◆ **Job**:
Tally the lines of the records that follow containing the string "below", counting only case-exact matches. Give the number alone.

◆ **Data to use**:
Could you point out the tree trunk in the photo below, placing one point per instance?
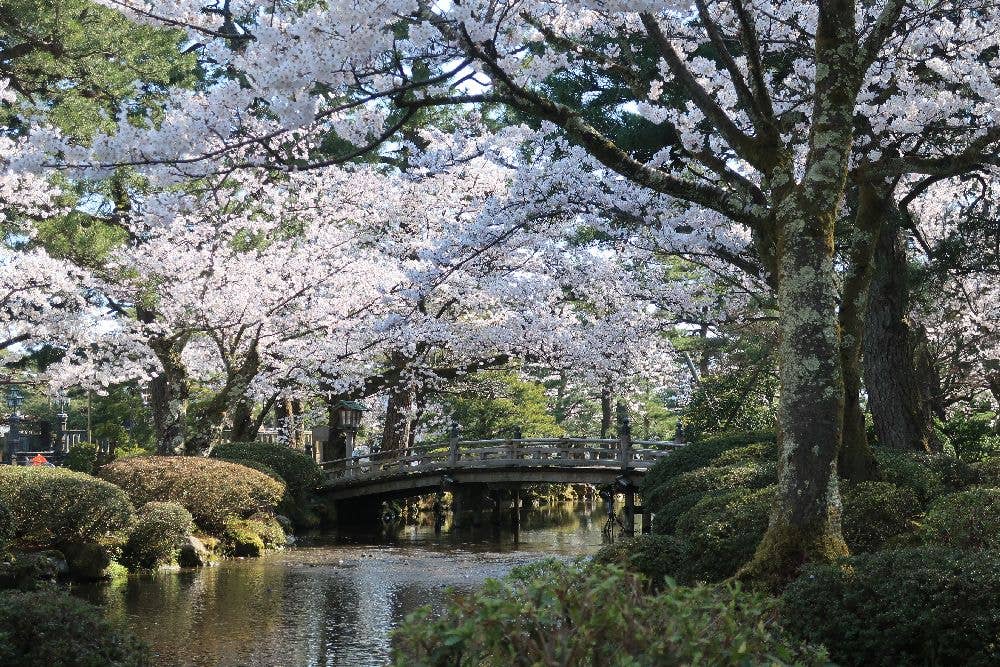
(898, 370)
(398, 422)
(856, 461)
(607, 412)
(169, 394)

--

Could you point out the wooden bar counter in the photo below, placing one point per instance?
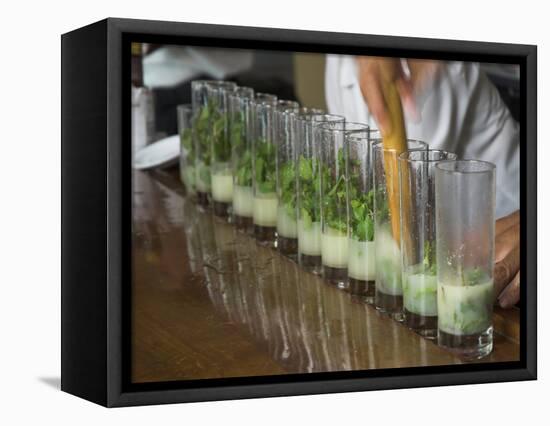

* * *

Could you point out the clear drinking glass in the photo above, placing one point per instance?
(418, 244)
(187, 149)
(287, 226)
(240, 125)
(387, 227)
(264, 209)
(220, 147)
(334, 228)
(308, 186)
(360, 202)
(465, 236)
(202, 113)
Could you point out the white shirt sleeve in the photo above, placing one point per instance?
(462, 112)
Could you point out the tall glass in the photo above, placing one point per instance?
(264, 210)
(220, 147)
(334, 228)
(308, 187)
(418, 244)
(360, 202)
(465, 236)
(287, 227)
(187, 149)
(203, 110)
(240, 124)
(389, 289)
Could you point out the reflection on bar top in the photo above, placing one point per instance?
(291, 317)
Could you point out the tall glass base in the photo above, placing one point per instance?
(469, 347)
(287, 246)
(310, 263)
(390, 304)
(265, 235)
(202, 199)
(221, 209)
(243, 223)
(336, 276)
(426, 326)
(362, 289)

◆ **Response to this task**:
2